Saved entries
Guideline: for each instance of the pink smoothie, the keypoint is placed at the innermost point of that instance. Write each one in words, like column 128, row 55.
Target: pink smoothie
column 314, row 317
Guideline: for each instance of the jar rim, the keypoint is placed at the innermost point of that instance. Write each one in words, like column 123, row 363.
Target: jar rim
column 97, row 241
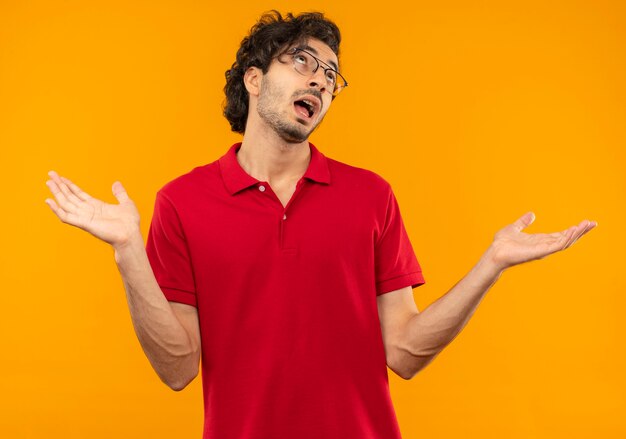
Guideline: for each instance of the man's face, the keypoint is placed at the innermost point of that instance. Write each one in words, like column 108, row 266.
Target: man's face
column 293, row 104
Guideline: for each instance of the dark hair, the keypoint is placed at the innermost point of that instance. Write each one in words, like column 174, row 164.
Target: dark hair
column 271, row 34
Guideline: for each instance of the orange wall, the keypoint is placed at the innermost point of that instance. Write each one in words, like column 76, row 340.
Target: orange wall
column 475, row 112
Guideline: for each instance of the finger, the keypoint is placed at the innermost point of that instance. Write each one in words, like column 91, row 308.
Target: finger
column 64, row 216
column 524, row 221
column 578, row 232
column 60, row 197
column 119, row 192
column 590, row 225
column 81, row 194
column 71, row 198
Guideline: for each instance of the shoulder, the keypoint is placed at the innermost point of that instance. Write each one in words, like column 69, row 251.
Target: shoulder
column 192, row 183
column 356, row 178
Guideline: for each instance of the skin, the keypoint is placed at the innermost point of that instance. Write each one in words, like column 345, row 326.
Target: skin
column 275, row 150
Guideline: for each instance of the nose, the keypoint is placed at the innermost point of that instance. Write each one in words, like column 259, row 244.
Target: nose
column 318, row 80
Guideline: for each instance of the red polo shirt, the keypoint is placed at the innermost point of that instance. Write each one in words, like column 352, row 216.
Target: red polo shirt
column 286, row 296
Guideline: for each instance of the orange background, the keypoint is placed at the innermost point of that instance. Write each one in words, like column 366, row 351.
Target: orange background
column 475, row 112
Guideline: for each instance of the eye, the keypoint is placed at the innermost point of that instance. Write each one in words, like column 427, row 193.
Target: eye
column 331, row 77
column 301, row 59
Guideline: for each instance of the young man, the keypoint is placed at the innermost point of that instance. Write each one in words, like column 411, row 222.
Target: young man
column 290, row 274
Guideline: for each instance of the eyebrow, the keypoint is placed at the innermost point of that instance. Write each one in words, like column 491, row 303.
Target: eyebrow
column 328, row 63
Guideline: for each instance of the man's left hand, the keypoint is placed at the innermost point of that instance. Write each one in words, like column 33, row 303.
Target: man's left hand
column 511, row 246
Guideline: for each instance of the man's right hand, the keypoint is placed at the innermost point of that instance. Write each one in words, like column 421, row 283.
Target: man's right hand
column 116, row 224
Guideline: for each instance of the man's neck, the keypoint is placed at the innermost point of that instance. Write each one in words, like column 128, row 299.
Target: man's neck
column 267, row 157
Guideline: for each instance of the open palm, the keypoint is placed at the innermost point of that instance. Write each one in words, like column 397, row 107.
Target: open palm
column 511, row 246
column 112, row 223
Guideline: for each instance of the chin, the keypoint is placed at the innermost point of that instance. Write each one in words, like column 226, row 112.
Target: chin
column 294, row 134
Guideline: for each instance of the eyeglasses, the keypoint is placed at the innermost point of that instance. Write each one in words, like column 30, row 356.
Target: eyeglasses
column 306, row 64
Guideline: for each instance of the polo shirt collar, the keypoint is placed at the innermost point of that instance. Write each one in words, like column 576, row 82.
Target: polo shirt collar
column 236, row 179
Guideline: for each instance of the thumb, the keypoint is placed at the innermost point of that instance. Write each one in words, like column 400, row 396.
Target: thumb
column 120, row 192
column 524, row 221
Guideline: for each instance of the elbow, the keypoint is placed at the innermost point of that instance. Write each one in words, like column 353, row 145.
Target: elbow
column 406, row 364
column 178, row 375
column 178, row 382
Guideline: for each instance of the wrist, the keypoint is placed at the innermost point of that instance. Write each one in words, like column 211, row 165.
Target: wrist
column 491, row 262
column 133, row 241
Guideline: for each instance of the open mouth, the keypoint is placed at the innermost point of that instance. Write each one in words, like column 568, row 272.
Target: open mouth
column 305, row 108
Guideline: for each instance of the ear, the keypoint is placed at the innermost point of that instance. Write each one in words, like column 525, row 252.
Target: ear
column 252, row 80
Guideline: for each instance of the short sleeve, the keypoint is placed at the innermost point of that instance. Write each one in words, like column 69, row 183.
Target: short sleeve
column 396, row 264
column 168, row 253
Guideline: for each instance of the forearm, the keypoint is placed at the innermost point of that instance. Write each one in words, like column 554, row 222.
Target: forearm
column 173, row 353
column 430, row 331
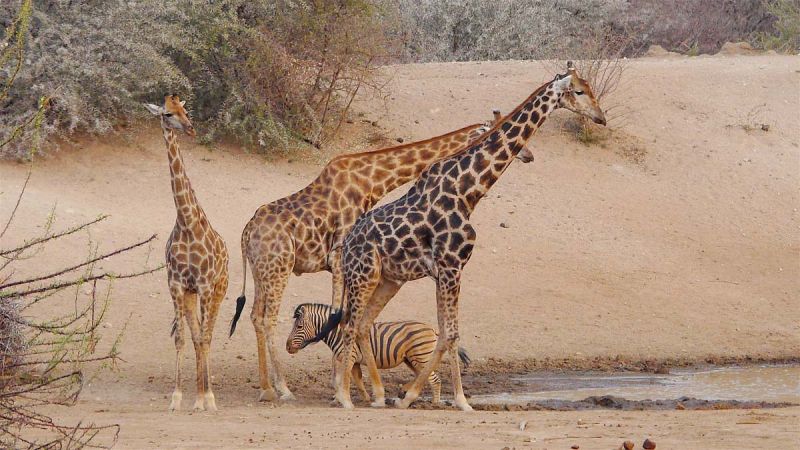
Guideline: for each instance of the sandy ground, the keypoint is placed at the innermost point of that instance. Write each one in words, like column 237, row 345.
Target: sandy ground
column 677, row 237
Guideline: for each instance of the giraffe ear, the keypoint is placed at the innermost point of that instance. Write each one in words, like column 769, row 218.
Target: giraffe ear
column 156, row 110
column 565, row 82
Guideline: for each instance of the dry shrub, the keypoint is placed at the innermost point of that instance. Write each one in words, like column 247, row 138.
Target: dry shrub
column 785, row 36
column 693, row 27
column 466, row 30
column 600, row 61
column 44, row 360
column 264, row 73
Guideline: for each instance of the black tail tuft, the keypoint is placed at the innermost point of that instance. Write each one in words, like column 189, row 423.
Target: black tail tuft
column 333, row 322
column 465, row 359
column 239, row 307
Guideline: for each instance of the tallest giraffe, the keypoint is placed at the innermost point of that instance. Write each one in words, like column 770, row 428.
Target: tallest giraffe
column 427, row 233
column 302, row 233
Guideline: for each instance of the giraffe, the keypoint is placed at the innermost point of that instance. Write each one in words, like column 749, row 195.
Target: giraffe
column 302, row 233
column 427, row 233
column 197, row 260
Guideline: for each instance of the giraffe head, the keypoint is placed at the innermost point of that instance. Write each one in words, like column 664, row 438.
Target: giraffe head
column 578, row 96
column 173, row 114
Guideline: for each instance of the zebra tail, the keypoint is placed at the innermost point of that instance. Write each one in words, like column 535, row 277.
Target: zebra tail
column 465, row 359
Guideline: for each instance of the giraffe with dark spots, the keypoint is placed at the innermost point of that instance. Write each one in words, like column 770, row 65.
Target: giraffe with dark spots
column 197, row 261
column 427, row 233
column 302, row 233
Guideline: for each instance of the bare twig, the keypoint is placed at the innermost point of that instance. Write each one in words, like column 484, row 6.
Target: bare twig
column 77, row 266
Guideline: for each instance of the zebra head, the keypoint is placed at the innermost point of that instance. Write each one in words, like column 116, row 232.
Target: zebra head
column 309, row 321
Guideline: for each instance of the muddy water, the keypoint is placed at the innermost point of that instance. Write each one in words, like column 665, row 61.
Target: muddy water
column 762, row 383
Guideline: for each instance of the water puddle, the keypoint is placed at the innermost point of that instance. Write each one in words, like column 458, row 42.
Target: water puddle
column 774, row 384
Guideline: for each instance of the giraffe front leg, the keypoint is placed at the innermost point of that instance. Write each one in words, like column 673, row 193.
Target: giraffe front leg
column 177, row 332
column 447, row 290
column 343, row 367
column 209, row 309
column 266, row 392
column 191, row 314
column 455, row 369
column 337, row 278
column 362, row 390
column 274, row 298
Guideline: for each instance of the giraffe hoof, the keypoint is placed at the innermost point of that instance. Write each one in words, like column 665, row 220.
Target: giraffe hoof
column 464, row 406
column 211, row 404
column 345, row 403
column 175, row 404
column 267, row 395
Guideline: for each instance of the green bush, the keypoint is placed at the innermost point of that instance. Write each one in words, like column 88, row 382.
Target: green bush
column 786, row 35
column 266, row 73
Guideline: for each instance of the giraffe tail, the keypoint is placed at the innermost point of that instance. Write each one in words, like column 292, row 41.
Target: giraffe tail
column 242, row 299
column 464, row 357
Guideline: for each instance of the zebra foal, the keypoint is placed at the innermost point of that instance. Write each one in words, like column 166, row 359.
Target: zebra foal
column 393, row 343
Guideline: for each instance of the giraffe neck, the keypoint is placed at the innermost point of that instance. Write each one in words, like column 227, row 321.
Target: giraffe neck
column 185, row 201
column 481, row 165
column 394, row 167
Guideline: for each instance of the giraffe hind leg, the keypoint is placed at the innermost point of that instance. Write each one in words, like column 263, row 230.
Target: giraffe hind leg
column 273, row 307
column 177, row 334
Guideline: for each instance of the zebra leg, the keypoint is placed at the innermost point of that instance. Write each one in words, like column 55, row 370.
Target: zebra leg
column 362, row 390
column 436, row 388
column 383, row 293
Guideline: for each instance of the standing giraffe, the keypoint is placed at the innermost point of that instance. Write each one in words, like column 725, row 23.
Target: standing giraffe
column 197, row 260
column 427, row 233
column 302, row 233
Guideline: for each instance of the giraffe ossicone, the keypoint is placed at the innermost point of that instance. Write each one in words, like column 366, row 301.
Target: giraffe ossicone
column 427, row 233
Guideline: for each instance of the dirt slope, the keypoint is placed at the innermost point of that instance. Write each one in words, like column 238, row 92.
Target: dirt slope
column 678, row 237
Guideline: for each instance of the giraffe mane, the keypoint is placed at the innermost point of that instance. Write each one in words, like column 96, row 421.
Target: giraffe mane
column 496, row 126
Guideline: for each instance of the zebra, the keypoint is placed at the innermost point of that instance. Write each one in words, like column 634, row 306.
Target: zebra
column 393, row 343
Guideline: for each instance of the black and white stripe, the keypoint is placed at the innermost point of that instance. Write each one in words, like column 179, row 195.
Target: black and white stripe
column 393, row 343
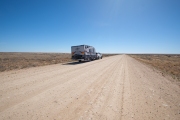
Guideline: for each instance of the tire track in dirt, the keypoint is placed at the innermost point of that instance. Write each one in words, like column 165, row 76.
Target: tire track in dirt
column 114, row 88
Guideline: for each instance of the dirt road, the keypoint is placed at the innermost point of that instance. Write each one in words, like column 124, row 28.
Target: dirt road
column 114, row 88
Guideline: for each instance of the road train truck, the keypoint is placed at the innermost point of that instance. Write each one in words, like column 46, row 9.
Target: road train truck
column 83, row 53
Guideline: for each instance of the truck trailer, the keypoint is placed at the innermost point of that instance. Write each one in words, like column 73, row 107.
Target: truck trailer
column 83, row 52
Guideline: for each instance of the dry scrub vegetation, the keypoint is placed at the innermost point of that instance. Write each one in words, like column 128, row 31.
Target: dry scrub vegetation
column 10, row 61
column 168, row 64
column 20, row 60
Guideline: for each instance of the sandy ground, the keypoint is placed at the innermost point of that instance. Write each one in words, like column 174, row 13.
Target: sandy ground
column 114, row 88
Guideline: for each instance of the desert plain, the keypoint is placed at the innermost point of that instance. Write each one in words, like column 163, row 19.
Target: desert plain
column 119, row 87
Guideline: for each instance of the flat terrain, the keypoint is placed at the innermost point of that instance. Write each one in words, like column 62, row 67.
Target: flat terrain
column 114, row 88
column 168, row 64
column 21, row 60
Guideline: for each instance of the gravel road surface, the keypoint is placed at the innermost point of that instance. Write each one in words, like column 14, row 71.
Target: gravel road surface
column 113, row 88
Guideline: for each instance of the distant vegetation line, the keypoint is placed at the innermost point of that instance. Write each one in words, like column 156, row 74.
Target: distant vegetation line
column 20, row 60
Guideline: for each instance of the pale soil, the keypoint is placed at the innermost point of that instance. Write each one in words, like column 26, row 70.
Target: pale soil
column 114, row 88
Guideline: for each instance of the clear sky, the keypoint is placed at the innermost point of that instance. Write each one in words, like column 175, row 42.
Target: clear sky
column 111, row 26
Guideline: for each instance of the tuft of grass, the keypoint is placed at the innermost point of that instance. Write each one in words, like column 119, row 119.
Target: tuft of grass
column 21, row 60
column 169, row 64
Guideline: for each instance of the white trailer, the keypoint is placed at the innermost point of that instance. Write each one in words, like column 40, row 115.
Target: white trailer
column 83, row 52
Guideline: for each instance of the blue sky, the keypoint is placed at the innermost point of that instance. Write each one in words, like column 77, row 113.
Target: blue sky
column 111, row 26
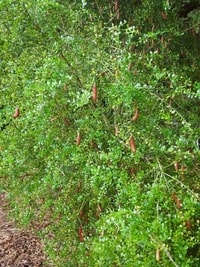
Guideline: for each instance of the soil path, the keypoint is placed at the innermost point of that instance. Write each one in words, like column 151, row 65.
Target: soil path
column 18, row 248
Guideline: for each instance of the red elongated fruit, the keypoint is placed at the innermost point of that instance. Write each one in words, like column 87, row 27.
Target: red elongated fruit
column 78, row 139
column 16, row 114
column 176, row 201
column 136, row 115
column 94, row 93
column 80, row 234
column 132, row 144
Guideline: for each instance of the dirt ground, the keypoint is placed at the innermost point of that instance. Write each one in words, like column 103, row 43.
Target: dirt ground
column 18, row 248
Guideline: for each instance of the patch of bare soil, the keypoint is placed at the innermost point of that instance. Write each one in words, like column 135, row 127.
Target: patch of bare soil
column 18, row 248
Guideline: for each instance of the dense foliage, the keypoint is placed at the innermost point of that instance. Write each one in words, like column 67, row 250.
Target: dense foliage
column 100, row 128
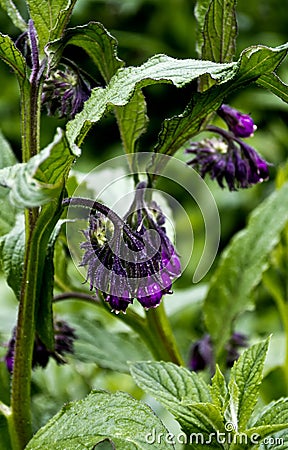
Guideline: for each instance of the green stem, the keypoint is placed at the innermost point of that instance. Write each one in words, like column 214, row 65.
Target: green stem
column 21, row 380
column 20, row 420
column 164, row 343
column 283, row 311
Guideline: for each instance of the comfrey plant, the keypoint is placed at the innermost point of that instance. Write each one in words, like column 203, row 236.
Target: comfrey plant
column 130, row 260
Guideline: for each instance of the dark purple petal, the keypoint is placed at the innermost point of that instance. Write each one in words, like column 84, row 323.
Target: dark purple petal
column 201, row 354
column 118, row 303
column 241, row 125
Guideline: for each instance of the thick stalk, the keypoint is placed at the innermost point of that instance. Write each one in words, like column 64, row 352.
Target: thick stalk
column 21, row 422
column 21, row 381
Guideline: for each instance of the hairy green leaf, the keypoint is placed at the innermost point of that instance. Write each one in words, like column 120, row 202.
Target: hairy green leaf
column 219, row 31
column 274, row 413
column 101, row 415
column 204, row 418
column 97, row 344
column 132, row 121
column 14, row 14
column 200, row 12
column 12, row 56
column 158, row 69
column 51, row 227
column 272, row 82
column 50, row 18
column 219, row 390
column 278, row 442
column 41, row 179
column 175, row 387
column 218, row 35
column 100, row 45
column 253, row 62
column 12, row 248
column 7, row 212
column 241, row 266
column 246, row 376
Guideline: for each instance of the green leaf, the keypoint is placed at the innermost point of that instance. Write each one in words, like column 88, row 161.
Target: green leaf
column 218, row 35
column 7, row 212
column 12, row 248
column 272, row 82
column 175, row 132
column 50, row 214
column 204, row 418
column 12, row 56
column 96, row 344
column 101, row 415
column 220, row 31
column 200, row 12
column 158, row 69
column 100, row 45
column 50, row 18
column 132, row 121
column 274, row 413
column 173, row 386
column 246, row 376
column 14, row 14
column 241, row 266
column 41, row 179
column 279, row 442
column 262, row 432
column 219, row 390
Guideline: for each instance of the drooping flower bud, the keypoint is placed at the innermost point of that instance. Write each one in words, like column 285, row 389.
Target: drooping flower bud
column 241, row 125
column 228, row 159
column 202, row 356
column 64, row 337
column 138, row 261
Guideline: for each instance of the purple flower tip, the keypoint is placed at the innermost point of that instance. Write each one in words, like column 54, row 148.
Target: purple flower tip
column 241, row 125
column 147, row 274
column 64, row 337
column 231, row 161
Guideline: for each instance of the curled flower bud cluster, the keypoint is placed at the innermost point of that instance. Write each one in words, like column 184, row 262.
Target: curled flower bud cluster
column 229, row 159
column 64, row 337
column 201, row 353
column 64, row 91
column 137, row 262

→ ABOUT THIS EXERCISE
Look through the entries above and quote exactly the lines from the line with "Target: black tail tuft" to the line with "Guideline: for each instance of the tallest", counting both of those lines.

→ WRITTEN SOLUTION
Target: black tail tuft
column 333, row 322
column 465, row 359
column 239, row 307
Guideline: for each instance of the tallest giraffe, the keypoint is placed at the innermost point of that instance. Write each one in words, like column 770, row 428.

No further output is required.